### PROVIDED PASSAGE
This is part I of a guest post by British investor ‘Pete’.
Perhaps an introduction is the best way of starting this blog post since it should explain my reasons and approach to Peer to Peer (P2P) and Peer to Business (P2B) lending.
I am a UK based independent professional engineer. An engineer in my discipline requires a love of detail, data and spreadsheets and being independent it is required that I run my own company so I understand basic accounting and number/data manipulation.
So why do I invest in P2P and P2B? In the past I have had Pension funds raided, Investment funds loosing capital due to stock market losses and fees, a mortgage endowment policy returning 1.9% over 25 years when a simple cash investment returned +9%, shares devalued by the UK government who then bought them out at the devalued rate … a long list of ‘professionally’ managed schemes that lost my money. With P2P and P2B I am in control, I either sink or swim based on my decisions.
I started lending at the start of 2012 with Zopa and to a lesser degree with Ratesetter but not before I had read as much as I could find regarding P2P and the various business models. Using on-line resources research into Company and Directors ‘histories’ followed, a process I continue to use before I start investing with a new platform. Risk and Taxation were the next topics I looked into.

### TASK LIST
1. Using the guest post on P2P lending, explain in one to three sentences why Pete chooses to invest in P2P and P2B lending.
2. Answer these questions from the guest post on P2P lending:
(a) What is Pete's profession?
(b) What did the mortgage endowment policy return over 25 years?
(c) With which platform did Pete mainly begin lending at the start of 2012?
3. Print the part of the guest post on P2P lending from "I am a UK based" up to and including "and number/data manipulation.".

### GIVEN DATA
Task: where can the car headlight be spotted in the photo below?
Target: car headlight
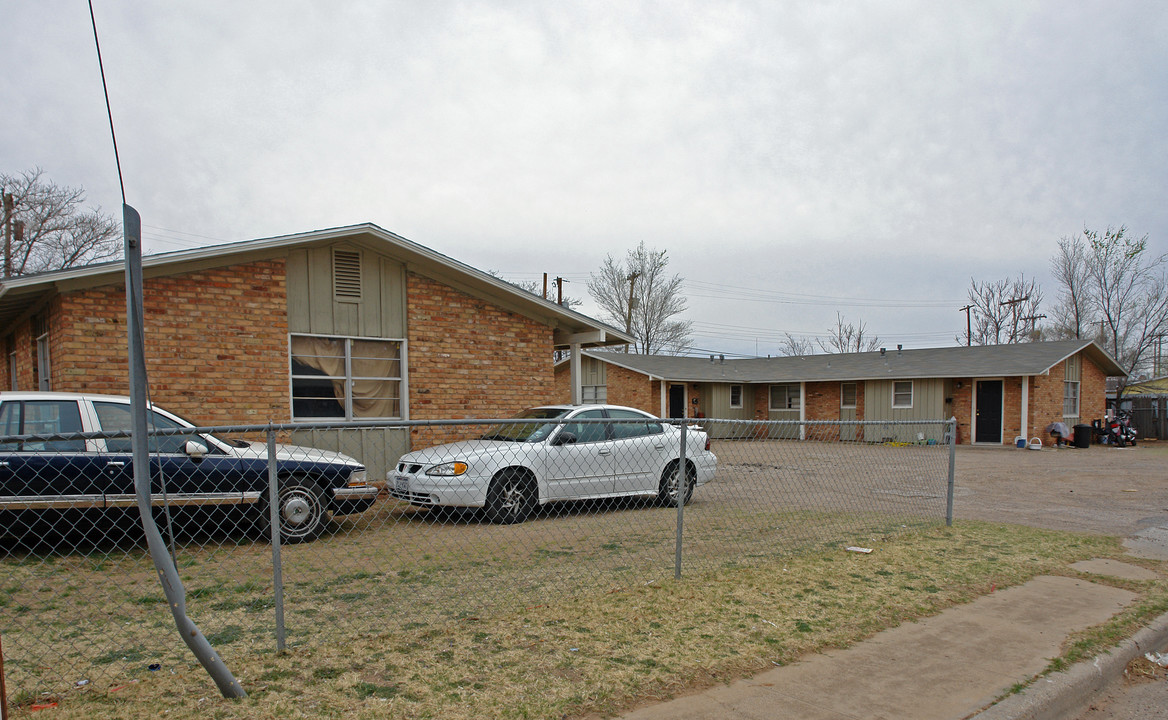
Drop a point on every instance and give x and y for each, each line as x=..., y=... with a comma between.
x=447, y=470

### SET OF ANSWERS
1. Many professionally managed schemes lost Pete's money: pension funds were raided, investment funds lost capital to stock market losses and fees, a mortgage endowment policy returned 1.9% over 25 years while simple cash returned over 9%, and the UK government devalued shares and then bought them out at the devalued rate. With P2P and P2B he is in control and sinks or swims based on his own decisions.

2.
(a) He is a UK-based independent professional engineer.
(b) It returned 1.9%.
(c) He began mainly with Zopa, and to a lesser degree with Ratesetter.

3.
I am a UK based independent professional engineer. An engineer in my discipline requires a love of detail, data and spreadsheets and being independent it is required that I run my own company so I understand basic accounting and number/data manipulation.